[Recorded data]
* * *
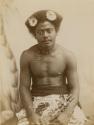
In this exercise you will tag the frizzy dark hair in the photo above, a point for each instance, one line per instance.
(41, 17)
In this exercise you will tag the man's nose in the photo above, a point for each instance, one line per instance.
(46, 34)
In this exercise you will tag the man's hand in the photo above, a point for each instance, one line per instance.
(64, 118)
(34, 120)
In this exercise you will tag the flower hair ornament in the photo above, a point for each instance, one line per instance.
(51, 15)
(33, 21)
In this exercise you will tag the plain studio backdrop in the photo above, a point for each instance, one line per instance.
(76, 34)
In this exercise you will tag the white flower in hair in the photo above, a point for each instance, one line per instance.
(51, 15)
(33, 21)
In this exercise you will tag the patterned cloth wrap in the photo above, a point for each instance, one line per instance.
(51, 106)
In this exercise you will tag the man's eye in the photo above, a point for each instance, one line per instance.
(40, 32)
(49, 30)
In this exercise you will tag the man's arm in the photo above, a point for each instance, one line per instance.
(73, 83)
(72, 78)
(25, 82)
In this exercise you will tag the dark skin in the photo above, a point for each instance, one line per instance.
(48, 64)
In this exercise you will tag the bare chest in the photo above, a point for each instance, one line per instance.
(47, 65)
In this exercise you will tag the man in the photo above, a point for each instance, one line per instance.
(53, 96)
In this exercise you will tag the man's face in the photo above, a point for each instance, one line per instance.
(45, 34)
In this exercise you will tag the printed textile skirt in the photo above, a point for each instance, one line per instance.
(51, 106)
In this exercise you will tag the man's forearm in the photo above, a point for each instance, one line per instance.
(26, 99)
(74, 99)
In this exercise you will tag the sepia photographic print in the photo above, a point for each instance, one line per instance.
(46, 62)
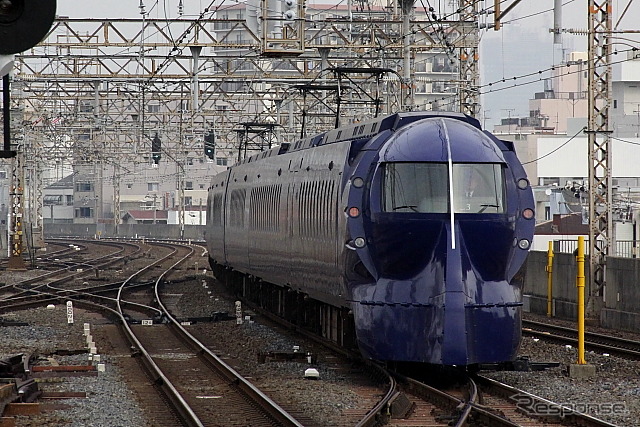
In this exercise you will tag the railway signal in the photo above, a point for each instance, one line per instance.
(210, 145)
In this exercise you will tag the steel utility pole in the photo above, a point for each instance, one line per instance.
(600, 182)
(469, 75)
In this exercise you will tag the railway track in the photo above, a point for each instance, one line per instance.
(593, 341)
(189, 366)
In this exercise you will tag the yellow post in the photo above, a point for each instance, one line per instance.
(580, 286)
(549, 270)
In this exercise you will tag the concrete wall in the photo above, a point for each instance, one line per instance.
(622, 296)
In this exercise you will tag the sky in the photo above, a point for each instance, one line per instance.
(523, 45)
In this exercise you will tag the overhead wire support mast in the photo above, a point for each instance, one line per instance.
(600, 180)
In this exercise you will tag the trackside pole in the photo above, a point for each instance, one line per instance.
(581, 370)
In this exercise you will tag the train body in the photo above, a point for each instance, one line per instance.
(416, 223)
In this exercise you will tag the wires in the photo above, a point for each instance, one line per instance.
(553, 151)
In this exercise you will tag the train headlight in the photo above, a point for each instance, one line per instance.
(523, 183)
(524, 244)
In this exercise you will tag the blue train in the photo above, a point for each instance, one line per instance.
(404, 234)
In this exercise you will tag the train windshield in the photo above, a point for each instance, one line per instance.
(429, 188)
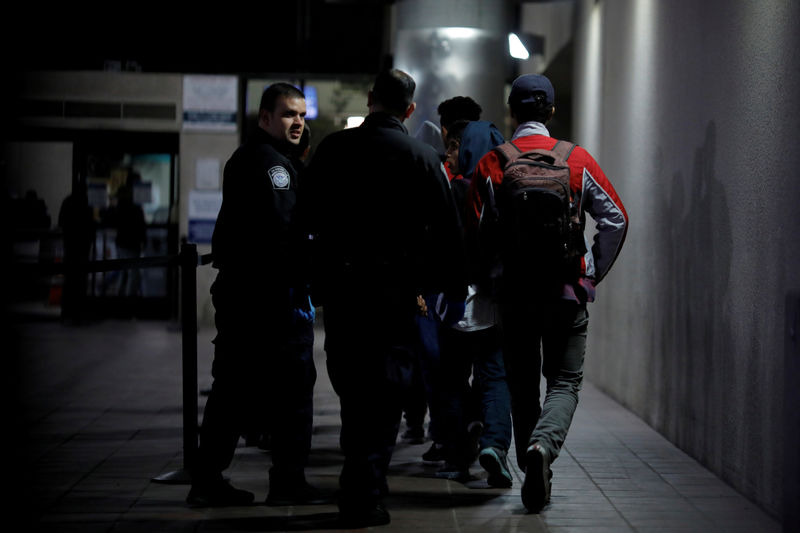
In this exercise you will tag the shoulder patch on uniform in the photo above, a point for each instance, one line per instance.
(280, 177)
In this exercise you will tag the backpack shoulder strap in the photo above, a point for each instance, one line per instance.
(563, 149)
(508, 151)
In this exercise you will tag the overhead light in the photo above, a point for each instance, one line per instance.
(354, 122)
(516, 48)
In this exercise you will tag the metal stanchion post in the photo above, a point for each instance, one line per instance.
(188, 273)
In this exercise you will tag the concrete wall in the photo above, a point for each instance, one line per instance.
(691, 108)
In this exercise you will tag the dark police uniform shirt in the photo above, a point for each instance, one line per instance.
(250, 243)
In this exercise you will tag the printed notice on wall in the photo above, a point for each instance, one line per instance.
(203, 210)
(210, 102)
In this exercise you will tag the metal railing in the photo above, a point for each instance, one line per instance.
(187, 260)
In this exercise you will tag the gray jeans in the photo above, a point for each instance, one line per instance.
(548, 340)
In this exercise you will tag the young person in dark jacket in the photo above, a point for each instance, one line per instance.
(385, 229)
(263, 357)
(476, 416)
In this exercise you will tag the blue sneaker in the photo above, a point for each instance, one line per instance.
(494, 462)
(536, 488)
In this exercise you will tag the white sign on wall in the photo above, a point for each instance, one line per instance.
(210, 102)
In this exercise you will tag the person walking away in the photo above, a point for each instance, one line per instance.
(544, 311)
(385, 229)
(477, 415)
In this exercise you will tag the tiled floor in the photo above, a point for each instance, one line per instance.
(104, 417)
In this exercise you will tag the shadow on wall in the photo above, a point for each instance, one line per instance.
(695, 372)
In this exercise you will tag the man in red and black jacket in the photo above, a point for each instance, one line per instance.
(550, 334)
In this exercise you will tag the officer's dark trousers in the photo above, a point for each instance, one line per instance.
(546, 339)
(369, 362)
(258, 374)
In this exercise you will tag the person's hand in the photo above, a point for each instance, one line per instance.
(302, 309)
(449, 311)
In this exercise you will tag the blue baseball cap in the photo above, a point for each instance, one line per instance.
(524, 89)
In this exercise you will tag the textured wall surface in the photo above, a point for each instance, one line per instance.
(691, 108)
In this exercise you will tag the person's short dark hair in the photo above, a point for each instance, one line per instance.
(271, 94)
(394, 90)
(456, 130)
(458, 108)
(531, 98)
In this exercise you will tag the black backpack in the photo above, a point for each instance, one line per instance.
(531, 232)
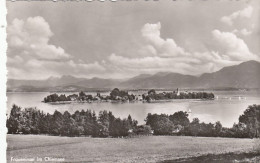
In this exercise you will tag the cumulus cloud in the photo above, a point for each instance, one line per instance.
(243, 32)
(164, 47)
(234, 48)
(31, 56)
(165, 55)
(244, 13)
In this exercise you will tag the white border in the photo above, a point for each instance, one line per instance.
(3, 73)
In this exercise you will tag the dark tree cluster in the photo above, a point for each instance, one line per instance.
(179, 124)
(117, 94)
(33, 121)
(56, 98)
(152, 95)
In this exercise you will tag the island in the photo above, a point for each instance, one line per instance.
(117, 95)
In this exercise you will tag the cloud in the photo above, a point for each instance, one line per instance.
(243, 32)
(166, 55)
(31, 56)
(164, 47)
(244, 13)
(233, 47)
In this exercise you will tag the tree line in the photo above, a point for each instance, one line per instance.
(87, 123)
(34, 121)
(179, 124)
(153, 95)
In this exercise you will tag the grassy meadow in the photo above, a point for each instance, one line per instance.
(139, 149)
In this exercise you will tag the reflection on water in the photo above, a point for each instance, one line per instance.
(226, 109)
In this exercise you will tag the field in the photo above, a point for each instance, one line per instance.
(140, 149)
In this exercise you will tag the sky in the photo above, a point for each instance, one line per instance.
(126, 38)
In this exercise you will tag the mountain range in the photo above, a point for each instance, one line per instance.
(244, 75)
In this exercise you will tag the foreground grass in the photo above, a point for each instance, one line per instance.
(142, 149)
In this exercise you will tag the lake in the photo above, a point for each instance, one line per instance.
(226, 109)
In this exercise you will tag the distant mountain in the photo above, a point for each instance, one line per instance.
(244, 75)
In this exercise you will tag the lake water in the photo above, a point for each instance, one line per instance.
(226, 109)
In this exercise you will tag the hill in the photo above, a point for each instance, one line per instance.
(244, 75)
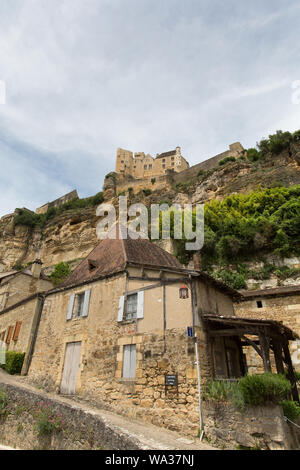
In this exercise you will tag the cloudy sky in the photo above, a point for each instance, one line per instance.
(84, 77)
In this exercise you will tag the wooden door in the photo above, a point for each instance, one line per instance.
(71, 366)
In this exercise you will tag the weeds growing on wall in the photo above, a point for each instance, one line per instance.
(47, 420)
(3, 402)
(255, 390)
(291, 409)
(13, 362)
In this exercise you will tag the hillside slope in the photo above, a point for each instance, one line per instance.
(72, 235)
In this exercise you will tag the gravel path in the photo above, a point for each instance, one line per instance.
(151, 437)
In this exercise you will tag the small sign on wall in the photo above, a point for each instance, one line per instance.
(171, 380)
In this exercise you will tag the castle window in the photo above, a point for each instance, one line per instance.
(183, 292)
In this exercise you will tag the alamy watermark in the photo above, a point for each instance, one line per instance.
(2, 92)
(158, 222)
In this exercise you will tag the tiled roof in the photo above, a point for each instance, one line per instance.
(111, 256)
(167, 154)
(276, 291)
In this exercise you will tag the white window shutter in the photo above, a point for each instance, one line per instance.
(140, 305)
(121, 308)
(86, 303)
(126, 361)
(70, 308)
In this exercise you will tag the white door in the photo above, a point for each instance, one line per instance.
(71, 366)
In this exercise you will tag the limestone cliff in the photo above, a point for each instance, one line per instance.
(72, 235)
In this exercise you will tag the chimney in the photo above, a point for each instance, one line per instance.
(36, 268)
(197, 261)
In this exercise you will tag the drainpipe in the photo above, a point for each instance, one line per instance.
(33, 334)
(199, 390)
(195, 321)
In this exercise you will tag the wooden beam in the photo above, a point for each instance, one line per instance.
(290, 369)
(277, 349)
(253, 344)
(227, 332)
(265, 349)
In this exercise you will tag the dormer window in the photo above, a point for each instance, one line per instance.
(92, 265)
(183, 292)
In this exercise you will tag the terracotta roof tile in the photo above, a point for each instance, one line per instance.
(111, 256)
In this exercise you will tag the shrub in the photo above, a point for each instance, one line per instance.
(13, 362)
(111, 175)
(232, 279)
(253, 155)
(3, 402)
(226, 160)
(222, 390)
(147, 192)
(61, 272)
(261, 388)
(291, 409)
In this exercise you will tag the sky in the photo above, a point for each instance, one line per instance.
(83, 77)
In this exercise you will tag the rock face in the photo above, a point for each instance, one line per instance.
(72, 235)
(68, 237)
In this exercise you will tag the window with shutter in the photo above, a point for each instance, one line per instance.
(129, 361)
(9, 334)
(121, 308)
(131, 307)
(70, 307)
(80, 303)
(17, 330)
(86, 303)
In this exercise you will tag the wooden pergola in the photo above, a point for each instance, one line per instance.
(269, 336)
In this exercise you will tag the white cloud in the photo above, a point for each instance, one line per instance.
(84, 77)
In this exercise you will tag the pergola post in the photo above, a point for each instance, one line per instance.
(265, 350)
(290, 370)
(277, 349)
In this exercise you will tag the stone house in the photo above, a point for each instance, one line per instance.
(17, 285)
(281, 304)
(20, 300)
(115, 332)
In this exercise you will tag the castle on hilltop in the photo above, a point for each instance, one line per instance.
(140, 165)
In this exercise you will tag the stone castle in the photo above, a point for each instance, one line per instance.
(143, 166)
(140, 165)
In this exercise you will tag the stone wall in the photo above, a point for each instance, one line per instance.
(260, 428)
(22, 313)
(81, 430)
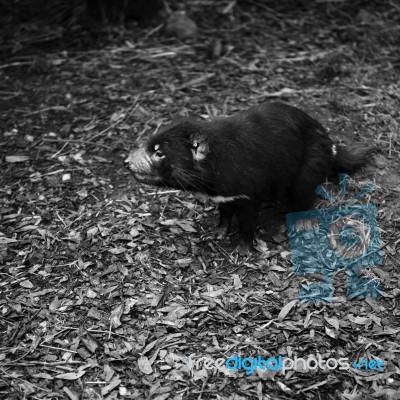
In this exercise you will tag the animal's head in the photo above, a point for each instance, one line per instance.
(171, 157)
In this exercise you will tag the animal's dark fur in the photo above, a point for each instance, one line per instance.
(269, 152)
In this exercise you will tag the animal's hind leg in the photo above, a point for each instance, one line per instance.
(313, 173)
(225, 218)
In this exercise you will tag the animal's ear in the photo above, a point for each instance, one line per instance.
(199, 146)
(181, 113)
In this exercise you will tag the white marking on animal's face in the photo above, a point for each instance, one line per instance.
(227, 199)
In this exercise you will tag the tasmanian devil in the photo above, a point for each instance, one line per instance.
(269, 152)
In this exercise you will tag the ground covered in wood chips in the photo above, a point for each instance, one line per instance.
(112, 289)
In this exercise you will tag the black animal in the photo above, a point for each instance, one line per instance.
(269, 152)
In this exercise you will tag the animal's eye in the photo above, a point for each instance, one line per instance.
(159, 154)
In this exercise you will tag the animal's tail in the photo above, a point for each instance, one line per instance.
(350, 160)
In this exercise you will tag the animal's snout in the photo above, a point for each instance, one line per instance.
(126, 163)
* * *
GOAL -> All lines from the one containing "In this exercise you will tag the animal's dark" through the final line of the listing above are to be reproduced exactly; include both and add nothing.

FINAL RESULT ->
In this exercise you will tag the animal's dark fur in the photo above, a point for each instance, one line per instance.
(269, 152)
In this exercise you will tag the animal's hind leg in the photo above, a point for each instance, one line per instance.
(313, 173)
(225, 218)
In this exercise you will tag the animal's ear in the photo above, a point for each instance, one line per instance.
(199, 146)
(181, 113)
In this exercise you will tag the white marking on animal's face in the photo above, a point for each instance, one line per instance.
(227, 199)
In this exercise you will tag the tasmanian devil in the photo above, a point for each instance, one line per instance.
(269, 152)
In this exercise you will tag the ground covered in wood chips in the photo above, a point for each instance, one line per instance.
(112, 289)
In this exercise you will tag the black animal in the photo above, a point for each instance, one line per instance.
(269, 152)
In this exercise you will tag the animal's eye in the photo above, a point for each instance, one line per instance.
(159, 154)
In this exercise you will tag the animal's tail in the photo above, a point for each instance, one line per instance.
(350, 160)
In this exercise you will tag the animal's snout in the photo above, a point for each instance, one line per instance.
(126, 163)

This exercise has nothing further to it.